_Texto mostrado:_
══════════════════════════════
El poder del arte en la cultura

A lo largo del siglo XIX, en pleno auge del desvarío racionalista, las artes le plantaron el rostro a la modernidad. El romanticismo fue prácticamente una postura revolucionaria en clara oposición contra el positivismo y su método. Esa confrontación no se limitaba a polemizar entre el arte y la técnica, era también una disputa al interior del ejercicio de las mismas artes. El neoclasicismo era un cómplice más del perverso mundo ordenado por medidas exactas y fórmulas de perfección. Por eso el romanticismo era mucho más que un movimiento cultural o un frente político contra el sistema, se trataba de un posicionamiento vital que sus protagonistas encarnaron y lo tradujeron en arte. Ante el proyecto totalitario de la razón se levantaron los estandartes de la sensibilidad y los sentimientos. La mejor manera evidenciar el terrible error al que había llegado la humanidad era demostrar que hay un mundo inmenso en el que no caben las ecuaciones y las tesis.
══════════════════════════════
_Tarea por realizar:_
Reproduce de forma íntegra y literal el texto sobre el poder del arte en la cultura. No hace falta consultar los ítems.

_Datos proporcionados:_
══════════════════════════════
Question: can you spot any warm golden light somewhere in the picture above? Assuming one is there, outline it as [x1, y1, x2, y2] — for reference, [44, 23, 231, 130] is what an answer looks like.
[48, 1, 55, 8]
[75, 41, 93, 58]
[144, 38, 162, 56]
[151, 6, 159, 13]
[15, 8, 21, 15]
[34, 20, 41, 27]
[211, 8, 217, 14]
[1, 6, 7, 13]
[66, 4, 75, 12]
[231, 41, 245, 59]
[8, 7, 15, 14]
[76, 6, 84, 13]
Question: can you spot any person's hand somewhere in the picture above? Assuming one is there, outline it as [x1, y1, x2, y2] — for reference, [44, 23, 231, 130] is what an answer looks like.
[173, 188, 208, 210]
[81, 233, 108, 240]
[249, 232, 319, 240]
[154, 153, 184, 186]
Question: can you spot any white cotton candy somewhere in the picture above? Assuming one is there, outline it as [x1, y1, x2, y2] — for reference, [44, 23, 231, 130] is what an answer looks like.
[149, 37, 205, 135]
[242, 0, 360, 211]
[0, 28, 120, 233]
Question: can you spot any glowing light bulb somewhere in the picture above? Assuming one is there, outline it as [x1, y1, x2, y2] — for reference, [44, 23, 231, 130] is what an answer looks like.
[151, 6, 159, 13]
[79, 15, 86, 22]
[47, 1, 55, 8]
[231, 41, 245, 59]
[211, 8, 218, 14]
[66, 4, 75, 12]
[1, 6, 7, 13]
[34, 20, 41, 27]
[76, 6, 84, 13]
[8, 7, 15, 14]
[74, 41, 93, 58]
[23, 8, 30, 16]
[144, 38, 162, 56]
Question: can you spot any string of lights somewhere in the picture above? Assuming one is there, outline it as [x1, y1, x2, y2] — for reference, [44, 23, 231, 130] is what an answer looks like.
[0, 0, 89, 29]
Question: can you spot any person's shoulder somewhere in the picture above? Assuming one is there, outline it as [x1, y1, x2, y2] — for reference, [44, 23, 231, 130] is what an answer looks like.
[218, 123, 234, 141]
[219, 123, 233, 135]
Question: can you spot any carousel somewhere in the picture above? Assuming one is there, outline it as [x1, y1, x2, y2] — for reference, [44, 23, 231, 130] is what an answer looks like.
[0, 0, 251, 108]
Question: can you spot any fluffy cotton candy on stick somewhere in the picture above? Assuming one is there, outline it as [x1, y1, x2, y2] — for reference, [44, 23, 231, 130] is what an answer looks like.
══════════════════════════════
_Respuesta escrita:_
El poder del arte en la cultura

A lo largo del siglo XIX, en pleno auge del desvarío racionalista, las artes le plantaron el rostro a la modernidad. El romanticismo fue prácticamente una postura revolucionaria en clara oposición contra el positivismo y su método. Esa confrontación no se limitaba a polemizar entre el arte y la técnica, era también una disputa al interior del ejercicio de las mismas artes. El neoclasicismo era un cómplice más del perverso mundo ordenado por medidas exactas y fórmulas de perfección. Por eso el romanticismo era mucho más que un movimiento cultural o un frente político contra el sistema, se trataba de un posicionamiento vital que sus protagonistas encarnaron y lo tradujeron en arte. Ante el proyecto totalitario de la razón se levantaron los estandartes de la sensibilidad y los sentimientos. La mejor manera evidenciar el terrible error al que había llegado la humanidad era demostrar que hay un mundo inmenso en el que no caben las ecuaciones y las tesis.